_Work to do_
Rewrite the passage on education policy in Nepal, starting with "Education as a" and going on through "an effective policy.", with "stakeholders" replaced by "participants".

_Text segment_
* Begin *
Policies recommendations for education and development in Nepal

Education as a means to realize development and social justice has been acknowledged by various scholars (Walker &Unterhalter, 2007). However, the point is how to tailor an appropriate and contextualized education system to address the social anomalies is the question of the day specifically from a policy perspective. This paper seeks to suggest policy recommendations, particularly in the education system in Nepal to mitigate the conflict and promote social justice and peace.

Having a holistic aim is incomplete without its sufficient rationale to legitimize at the public discourse. The need of an alternative education system must be sufficiently articulated so that the stakeholders might be able to feel the ownership, and engage collaboratively to yield synergy. Why do we need what we think we need is another dimension that helps craft an effective policy.
* End *
_Extracted entries_
* Begin *
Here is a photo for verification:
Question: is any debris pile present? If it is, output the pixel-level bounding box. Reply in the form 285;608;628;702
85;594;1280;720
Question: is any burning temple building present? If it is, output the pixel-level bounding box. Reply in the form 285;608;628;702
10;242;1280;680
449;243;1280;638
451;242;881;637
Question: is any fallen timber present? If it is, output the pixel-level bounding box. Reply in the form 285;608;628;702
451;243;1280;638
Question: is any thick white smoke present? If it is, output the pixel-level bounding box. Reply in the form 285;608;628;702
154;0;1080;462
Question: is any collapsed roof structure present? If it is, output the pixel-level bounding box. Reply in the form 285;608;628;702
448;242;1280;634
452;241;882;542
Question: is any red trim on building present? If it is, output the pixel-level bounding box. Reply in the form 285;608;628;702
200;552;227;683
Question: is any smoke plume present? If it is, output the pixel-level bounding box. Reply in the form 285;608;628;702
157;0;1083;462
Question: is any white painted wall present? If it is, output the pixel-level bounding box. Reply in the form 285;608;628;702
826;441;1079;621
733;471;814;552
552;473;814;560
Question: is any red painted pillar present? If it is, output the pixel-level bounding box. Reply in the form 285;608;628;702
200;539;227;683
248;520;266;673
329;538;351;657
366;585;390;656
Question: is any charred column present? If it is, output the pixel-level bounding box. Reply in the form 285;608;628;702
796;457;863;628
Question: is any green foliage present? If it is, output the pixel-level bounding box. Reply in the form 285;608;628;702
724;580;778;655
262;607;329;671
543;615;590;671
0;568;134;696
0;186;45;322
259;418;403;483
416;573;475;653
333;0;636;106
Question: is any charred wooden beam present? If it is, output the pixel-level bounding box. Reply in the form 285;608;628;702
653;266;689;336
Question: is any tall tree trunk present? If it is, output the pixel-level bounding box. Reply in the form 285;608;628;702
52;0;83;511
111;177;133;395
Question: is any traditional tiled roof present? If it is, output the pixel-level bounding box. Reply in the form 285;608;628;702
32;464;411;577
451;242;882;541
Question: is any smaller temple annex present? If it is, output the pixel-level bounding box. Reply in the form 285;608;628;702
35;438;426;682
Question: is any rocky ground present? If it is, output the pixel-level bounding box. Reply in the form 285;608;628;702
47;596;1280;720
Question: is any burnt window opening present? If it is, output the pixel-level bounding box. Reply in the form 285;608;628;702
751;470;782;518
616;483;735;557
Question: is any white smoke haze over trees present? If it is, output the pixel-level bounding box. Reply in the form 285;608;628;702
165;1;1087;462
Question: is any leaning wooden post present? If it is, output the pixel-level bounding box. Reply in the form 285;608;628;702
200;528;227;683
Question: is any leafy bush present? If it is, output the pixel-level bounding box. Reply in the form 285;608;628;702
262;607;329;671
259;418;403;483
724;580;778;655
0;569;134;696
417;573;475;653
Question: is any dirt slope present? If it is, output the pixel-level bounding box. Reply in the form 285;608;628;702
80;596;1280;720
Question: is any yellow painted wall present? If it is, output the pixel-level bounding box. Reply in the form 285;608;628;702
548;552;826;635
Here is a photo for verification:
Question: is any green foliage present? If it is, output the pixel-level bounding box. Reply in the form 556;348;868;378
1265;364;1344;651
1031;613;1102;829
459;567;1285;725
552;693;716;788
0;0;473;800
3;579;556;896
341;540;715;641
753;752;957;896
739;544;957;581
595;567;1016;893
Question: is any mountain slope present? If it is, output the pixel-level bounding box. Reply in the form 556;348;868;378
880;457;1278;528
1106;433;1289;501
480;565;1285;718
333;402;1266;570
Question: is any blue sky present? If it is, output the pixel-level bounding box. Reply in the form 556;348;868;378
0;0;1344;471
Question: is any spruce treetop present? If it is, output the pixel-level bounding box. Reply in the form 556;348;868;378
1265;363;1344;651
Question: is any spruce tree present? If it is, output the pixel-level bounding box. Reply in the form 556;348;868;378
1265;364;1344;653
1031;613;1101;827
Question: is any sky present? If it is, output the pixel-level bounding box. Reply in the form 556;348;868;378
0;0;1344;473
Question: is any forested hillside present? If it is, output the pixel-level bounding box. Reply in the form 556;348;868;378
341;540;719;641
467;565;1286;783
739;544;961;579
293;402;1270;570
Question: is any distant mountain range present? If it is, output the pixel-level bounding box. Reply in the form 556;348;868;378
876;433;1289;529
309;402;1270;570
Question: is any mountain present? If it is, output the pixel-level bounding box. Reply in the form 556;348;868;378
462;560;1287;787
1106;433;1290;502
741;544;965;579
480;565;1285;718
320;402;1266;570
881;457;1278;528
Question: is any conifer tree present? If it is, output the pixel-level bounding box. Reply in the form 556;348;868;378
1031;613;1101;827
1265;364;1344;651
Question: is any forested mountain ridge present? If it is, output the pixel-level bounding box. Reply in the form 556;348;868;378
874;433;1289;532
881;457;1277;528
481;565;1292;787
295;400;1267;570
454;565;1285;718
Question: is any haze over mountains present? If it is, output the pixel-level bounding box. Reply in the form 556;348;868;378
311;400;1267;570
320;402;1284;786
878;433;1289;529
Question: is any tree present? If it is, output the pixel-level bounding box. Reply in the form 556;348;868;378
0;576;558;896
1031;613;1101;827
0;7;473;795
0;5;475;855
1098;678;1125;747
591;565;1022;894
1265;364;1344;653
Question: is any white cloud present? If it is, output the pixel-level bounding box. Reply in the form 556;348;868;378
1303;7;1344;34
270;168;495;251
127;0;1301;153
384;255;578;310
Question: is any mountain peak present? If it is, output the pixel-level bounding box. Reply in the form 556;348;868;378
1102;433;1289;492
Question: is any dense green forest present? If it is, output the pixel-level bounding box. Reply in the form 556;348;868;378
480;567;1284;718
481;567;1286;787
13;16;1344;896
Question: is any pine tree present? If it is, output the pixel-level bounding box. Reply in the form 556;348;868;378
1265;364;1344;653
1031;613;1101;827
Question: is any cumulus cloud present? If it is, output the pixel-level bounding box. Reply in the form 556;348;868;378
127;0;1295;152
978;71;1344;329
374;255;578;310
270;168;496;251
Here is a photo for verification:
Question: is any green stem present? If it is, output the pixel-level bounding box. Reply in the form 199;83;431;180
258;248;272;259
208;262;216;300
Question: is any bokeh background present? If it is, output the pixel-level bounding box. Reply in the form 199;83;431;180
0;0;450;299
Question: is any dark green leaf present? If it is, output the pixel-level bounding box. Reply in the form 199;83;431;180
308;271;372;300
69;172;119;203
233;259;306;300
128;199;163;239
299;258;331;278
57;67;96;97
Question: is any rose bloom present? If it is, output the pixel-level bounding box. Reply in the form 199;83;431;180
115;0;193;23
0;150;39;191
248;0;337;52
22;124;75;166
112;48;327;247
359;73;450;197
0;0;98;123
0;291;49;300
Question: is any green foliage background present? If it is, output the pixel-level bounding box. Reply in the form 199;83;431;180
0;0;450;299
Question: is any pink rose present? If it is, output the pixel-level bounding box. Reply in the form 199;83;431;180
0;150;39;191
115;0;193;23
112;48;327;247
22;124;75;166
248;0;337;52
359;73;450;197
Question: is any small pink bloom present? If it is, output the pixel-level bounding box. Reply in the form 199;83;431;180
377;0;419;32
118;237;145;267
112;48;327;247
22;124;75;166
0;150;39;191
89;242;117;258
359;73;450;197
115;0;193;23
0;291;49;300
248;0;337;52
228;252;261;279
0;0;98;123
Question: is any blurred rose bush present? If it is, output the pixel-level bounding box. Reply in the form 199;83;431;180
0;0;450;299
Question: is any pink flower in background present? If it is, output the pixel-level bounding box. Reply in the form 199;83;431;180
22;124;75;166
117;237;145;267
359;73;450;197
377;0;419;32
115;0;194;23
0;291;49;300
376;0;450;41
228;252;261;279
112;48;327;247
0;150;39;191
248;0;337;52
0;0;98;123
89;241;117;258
* End *
_Task response_
Education as a means to realize development and social justice has been acknowledged by various scholars (Walker &Unterhalter, 2007). However, the point is how to tailor an appropriate and contextualized education system to address the social anomalies is the question of the day specifically from a policy perspective. This paper seeks to suggest policy recommendations, particularly in the education system in Nepal to mitigate the conflict and promote social justice and peace.

Having a holistic aim is incomplete without its sufficient rationale to legitimize at the public discourse. The need of an alternative education system must be sufficiently articulated so that the participants might be able to feel the ownership, and engage collaboratively to yield synergy. Why do we need what we think we need is another dimension that helps craft an effective policy.